[WHAT YOU NEED TO DO] From the listing below, extract each entry exactly as written, minus the images.

[RECORDS PROVIDED]
>> begin
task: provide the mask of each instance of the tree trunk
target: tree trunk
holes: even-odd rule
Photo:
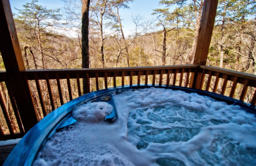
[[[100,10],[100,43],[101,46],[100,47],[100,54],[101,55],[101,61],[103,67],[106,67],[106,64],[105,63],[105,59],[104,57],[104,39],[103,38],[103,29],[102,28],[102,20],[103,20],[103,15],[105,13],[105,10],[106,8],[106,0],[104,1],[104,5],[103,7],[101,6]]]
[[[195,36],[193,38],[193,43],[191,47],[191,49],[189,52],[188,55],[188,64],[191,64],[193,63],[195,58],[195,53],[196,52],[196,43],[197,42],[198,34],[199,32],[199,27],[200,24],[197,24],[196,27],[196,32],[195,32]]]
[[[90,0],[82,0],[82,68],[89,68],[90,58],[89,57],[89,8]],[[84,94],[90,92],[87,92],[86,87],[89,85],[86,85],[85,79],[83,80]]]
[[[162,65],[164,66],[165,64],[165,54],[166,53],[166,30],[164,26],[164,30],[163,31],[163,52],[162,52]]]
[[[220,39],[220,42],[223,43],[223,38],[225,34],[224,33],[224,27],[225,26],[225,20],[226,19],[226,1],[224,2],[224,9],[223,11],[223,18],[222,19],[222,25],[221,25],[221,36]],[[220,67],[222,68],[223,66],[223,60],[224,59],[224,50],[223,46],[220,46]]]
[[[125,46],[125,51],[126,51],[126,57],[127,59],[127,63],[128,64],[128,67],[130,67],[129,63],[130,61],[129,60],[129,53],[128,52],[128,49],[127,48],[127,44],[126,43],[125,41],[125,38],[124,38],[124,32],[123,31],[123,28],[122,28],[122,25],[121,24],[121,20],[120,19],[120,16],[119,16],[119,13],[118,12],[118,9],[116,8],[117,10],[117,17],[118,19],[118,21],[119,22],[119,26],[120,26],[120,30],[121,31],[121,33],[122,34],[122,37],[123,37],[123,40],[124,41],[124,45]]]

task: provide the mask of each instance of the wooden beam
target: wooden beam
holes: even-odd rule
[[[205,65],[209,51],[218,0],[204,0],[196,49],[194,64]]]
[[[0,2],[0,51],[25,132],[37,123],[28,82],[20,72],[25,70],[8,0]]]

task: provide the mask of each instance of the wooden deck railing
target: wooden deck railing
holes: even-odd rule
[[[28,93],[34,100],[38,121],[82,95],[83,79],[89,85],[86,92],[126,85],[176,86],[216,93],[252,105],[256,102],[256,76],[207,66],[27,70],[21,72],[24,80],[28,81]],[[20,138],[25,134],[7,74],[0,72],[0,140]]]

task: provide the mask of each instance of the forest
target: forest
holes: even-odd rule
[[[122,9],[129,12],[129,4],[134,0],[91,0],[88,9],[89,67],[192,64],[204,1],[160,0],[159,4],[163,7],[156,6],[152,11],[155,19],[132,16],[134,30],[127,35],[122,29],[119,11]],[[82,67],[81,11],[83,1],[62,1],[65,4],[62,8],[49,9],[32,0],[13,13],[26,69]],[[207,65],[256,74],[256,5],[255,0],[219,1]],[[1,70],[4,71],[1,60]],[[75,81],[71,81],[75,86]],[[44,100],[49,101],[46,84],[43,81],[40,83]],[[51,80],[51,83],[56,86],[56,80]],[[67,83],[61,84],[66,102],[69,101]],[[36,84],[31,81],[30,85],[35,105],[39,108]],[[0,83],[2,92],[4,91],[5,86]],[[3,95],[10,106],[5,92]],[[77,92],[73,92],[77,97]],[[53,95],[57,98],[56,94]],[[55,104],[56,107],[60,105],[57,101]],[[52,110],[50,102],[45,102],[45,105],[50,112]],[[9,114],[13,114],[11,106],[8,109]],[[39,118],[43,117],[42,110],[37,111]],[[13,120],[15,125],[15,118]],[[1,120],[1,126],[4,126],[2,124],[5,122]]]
>> end
[WRITTEN RESPONSE]
task: provide the mask of each instance of the tree trunk
target: tree trunk
holes: even-odd rule
Photo:
[[[100,10],[100,43],[101,46],[100,47],[100,54],[101,55],[101,61],[103,67],[106,67],[106,64],[105,63],[105,59],[104,57],[104,39],[103,38],[103,29],[102,28],[102,20],[103,20],[103,15],[105,13],[105,10],[106,8],[106,0],[104,1],[104,5],[103,7],[101,6]]]
[[[195,36],[193,38],[193,43],[191,47],[191,49],[189,52],[188,55],[188,64],[191,64],[193,63],[195,58],[195,53],[196,52],[196,43],[197,42],[198,34],[199,32],[199,27],[200,24],[197,24],[196,27],[196,32],[195,32]]]
[[[90,0],[82,0],[82,68],[89,68],[90,58],[89,57],[89,8]],[[84,94],[90,92],[87,92],[86,87],[89,85],[86,85],[85,79],[83,80]]]
[[[162,65],[164,66],[165,64],[165,54],[166,53],[166,30],[164,26],[164,30],[163,31],[163,52],[162,52]]]
[[[220,39],[220,42],[223,43],[223,38],[225,34],[224,33],[224,27],[225,26],[225,20],[226,19],[226,1],[224,2],[224,9],[223,11],[223,18],[222,19],[222,25],[221,25],[221,36]],[[220,67],[222,68],[223,66],[223,60],[224,59],[224,50],[223,46],[220,46]]]
[[[125,46],[125,51],[126,51],[126,57],[127,59],[127,63],[128,64],[128,67],[130,67],[129,63],[130,61],[129,60],[129,53],[128,52],[128,49],[127,48],[127,44],[126,43],[125,41],[125,38],[124,38],[124,32],[123,31],[123,28],[122,28],[122,25],[121,24],[121,20],[120,19],[120,16],[119,16],[119,13],[118,12],[118,9],[116,8],[117,10],[117,17],[118,19],[118,21],[119,22],[119,26],[120,26],[120,30],[121,31],[121,33],[122,34],[122,37],[123,37],[123,40],[124,41],[124,45]]]

task: provide the mask of each instance of the wooden beam
target: wooden beam
holes: even-odd rule
[[[205,65],[209,51],[218,0],[204,0],[196,49],[194,64]]]
[[[0,2],[0,51],[25,132],[37,123],[28,82],[20,72],[25,70],[8,0]]]

task: provide the mask of each instance of the wooden deck railing
target: wooden deck railing
holes: even-odd rule
[[[28,93],[34,100],[38,121],[82,95],[83,79],[89,85],[86,92],[126,85],[176,86],[216,93],[252,105],[256,102],[256,76],[207,66],[27,70],[21,72],[24,80],[28,81]],[[20,138],[25,134],[7,74],[0,72],[0,140]]]

task: provide the mask of each instance of the forest
target: forest
holes: even-odd rule
[[[122,9],[129,12],[129,4],[134,0],[91,0],[88,9],[89,67],[192,64],[204,1],[160,0],[159,4],[163,7],[156,6],[152,11],[155,19],[132,16],[134,30],[127,35],[122,29],[119,11]],[[82,67],[81,11],[83,1],[62,1],[65,4],[62,8],[49,9],[32,0],[13,13],[26,69]],[[207,65],[256,74],[256,5],[255,0],[219,1]],[[1,70],[4,71],[1,60]],[[75,81],[71,81],[75,86]],[[44,100],[49,101],[46,84],[43,81],[40,83]],[[51,80],[51,83],[56,86],[56,80]],[[67,83],[61,84],[66,102],[69,101]],[[36,84],[31,81],[30,85],[35,105],[39,108]],[[0,83],[2,92],[4,91],[5,86]],[[3,95],[10,106],[5,92]],[[77,92],[73,92],[77,97]],[[53,95],[57,98],[56,94]],[[55,104],[56,107],[60,105],[57,101]],[[52,110],[50,102],[45,102],[45,105],[50,112]],[[9,114],[13,114],[11,106],[8,109]],[[39,118],[43,117],[42,110],[37,111]],[[13,120],[15,125],[15,118]],[[1,120],[1,126],[4,126],[2,124],[5,122]]]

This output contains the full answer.